* Start Text segment *

A couple of weeks after his exams, I drove my eldest son and his friends to the Pembrokeshire coast for their first independent camping trip. Following a swim in the sparkling sea, I set off for home, leaving him surrounded by kit bags and tent pegs. Driving away, I felt anxiously queasy, but I knew I had done all I could. I believe in my boy — it was time to let go and allow him to fly. ‘You are the bow(s)’ wrote Kahil Gibran, ‘from which your children as living arrows are sent forth.’ That night, as I slept, miles away the boys lay in midnight grass, watching the night sky. ‘We saw shooting stars’, my son told me later.
On the morning of my book’s publication day, I woke early, once again anxiously queasy. I made myself a cup of tea and sat down at the kitchen table to post my book launch video. I wasn’t sure I felt ready to send Chasing Fog into the world, but it had long been out of my hands: boxes of books had left the warehouse, bound for bookshops around the country. Parcels would soon be arriving on doormats, carrying the crisp scent of fresh paper. There were already copies in the hands of fellow authors and on the desks of reviewers. My book was no longer constrained in a file on my computer or tethered in a stack of paper: the time had come to launch, to let it fly brightly into the unknown.
Unlike last time, with this, my second book, I had a sense of what would happen on publication day. I expected to be active on social media, responding to kind well-wishes and thrilling photographs of Chasing Fog arriving – at last – in the hands of readers. I expected a slight feeling of anti-climax when, after months of anticipation, little tangibly changed, and everything around me carried on as usual. I expected to visit the lovely bookshop where I work to see my book on the shelf for the first time.
What I didn’t expect was to find that my wonderful colleagues had stayed up late to fill the bookshop window with copies of my book, a gesture so kind and supportive it moved me to tears.
I didn't expect that, at my book launch party the next day, there would be more tears, from my Dad, who came with me on my research trip for the book’s last chapter (and who messaged me later to say ‘I read the final chapter, of course. It is such beautiful writing’), from my friend, and from my cousin, who hugged me and whispered in my ear that she had found herself in the book. My star-gazing son was asked by my colleague, who was hosting, what it was like to have a mother who chased the fog. ‘If it’s foggy, we always have to follow it’, he said, ‘and when she’s in the fog, she is different. She makes voice notes on her phone, but it’s not her usual voice.’ Maybe, my colleague suggested, this was my ‘writer voice’. I did not know such a voice existed, but listening back to a sample of the audiobook, I had to conclude that he could be right.

* End Text segment *
* Start Entries shown *

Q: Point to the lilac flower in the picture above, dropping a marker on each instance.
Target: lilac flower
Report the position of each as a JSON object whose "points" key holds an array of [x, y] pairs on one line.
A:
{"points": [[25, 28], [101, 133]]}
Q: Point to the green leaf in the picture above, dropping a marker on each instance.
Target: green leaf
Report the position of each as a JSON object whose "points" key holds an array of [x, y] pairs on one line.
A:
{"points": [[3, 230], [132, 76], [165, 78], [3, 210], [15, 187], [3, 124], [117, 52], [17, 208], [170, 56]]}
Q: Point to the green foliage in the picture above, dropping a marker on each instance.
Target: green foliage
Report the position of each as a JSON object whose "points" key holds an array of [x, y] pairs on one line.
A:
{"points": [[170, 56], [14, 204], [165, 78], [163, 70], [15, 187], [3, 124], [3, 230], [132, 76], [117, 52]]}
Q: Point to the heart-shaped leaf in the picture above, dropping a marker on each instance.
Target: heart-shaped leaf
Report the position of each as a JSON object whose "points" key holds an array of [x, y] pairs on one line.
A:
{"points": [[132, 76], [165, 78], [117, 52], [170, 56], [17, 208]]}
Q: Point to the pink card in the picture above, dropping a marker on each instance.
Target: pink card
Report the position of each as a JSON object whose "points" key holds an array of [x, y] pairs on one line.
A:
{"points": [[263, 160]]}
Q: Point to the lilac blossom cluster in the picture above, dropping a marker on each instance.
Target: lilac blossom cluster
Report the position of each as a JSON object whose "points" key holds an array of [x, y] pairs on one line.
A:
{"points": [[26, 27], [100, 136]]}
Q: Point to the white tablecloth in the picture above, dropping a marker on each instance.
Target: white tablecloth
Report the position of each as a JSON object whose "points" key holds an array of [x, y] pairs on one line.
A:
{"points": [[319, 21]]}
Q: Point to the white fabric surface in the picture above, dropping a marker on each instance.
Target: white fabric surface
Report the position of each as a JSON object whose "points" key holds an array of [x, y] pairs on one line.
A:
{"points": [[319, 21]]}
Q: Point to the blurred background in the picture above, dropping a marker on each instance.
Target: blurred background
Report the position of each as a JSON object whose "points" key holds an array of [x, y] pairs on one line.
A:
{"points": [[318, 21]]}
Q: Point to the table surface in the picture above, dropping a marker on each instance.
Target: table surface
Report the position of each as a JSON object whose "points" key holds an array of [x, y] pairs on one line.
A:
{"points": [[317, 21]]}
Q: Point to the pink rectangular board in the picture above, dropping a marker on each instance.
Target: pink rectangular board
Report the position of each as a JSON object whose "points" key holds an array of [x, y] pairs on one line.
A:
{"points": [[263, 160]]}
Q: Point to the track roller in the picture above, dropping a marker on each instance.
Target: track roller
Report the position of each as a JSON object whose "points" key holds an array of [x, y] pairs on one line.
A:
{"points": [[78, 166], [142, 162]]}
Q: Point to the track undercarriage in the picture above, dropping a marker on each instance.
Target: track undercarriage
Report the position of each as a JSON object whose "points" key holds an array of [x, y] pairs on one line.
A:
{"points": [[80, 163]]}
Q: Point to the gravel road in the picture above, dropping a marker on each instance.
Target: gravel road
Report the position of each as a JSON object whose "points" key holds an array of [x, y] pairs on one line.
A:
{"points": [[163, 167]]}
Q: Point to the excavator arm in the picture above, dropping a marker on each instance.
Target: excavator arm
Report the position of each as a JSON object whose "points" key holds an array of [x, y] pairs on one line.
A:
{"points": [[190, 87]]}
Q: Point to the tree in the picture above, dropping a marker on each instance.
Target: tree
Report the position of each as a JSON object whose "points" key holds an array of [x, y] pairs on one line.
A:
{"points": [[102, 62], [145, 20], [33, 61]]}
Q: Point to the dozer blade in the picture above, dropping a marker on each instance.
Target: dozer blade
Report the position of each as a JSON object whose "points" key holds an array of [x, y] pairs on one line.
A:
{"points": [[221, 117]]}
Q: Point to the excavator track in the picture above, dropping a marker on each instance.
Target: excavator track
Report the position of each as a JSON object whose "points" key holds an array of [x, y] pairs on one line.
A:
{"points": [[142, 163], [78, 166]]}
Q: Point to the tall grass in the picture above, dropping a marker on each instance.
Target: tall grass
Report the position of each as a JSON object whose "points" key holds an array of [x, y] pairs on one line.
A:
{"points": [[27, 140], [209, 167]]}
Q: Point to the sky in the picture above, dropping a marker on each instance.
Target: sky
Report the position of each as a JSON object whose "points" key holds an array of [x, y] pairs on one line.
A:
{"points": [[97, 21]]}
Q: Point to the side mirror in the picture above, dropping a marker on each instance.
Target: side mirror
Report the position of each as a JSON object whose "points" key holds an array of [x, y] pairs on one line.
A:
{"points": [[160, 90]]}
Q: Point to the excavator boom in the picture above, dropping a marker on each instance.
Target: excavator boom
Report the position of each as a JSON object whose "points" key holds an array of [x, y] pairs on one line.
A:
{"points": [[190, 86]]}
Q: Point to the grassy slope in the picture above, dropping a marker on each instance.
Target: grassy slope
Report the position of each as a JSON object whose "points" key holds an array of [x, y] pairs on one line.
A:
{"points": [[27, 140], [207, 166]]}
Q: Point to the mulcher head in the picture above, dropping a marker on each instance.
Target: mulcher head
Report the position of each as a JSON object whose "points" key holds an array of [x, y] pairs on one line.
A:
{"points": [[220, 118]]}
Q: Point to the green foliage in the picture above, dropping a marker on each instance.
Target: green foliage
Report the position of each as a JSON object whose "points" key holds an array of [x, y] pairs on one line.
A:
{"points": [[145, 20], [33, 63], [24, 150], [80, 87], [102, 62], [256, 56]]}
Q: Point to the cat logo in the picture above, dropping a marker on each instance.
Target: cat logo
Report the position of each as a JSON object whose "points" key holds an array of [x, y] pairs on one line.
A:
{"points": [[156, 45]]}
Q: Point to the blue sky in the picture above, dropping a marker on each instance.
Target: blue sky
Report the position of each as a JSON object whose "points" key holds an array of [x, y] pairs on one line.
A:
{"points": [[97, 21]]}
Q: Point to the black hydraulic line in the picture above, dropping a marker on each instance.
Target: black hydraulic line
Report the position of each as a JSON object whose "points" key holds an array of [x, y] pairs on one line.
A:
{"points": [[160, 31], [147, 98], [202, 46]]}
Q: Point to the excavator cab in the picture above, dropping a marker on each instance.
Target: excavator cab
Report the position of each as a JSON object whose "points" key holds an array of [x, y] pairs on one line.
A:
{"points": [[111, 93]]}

* End Entries shown *

• [Exercise task A]:
Answer each question from the book-launch essay:
(i) To which coast did the writer drive the eldest son and his friends?
(ii) What is the title of the writer's second book?
(iii) What did the writer's colleagues fill the bookshop window with?
• [Exercise task B]:
Rewrite the listing lines from the one containing "Q: Point to the mulcher" through the end of the listing, inclusive, replacing "dropping" with "placing" and leaving everything else unchanged. Return only those lines.
The essay and the listing have no connection to each other.

• [Correct output A]:
(i) The Pembrokeshire coast.
(ii) Chasing Fog.
(iii) Copies of the writer's book.

• [Correct output B]:
Q: Point to the mulcher head in the picture above, placing a marker on each instance.
Target: mulcher head
Report the position of each as a JSON object whose "points" key holds an array of [x, y] pairs on one line.
A:
{"points": [[220, 118]]}
Q: Point to the green foliage in the picture above, placing a marker on each instance.
Target: green foliage
Report the position of each as a JSON object whose "points" key holds an array of [x, y] pairs on one line.
A:
{"points": [[145, 20], [33, 63], [24, 150], [80, 87], [102, 62], [256, 56]]}
Q: Point to the cat logo in the picture above, placing a marker on each instance.
Target: cat logo
Report the position of each as a JSON object whose "points" key holds an array of [x, y] pairs on one line.
A:
{"points": [[156, 45]]}
Q: Point to the blue sky in the picture above, placing a marker on each instance.
Target: blue sky
Report the position of each as a JSON object whose "points" key holds an array of [x, y] pairs on one line.
A:
{"points": [[97, 21]]}
Q: Point to the black hydraulic line in the picture above, placing a marker on each instance.
Target: black hydraulic line
Report the position of each as a JSON object whose "points" key holds an array of [x, y] pairs on one line.
A:
{"points": [[160, 31], [147, 98], [202, 46]]}
Q: Point to the excavator cab in the picture above, placing a marker on each instance.
Target: excavator cab
Report the position of each as a JSON object whose "points" key holds an array of [x, y] pairs on one line.
A:
{"points": [[111, 93]]}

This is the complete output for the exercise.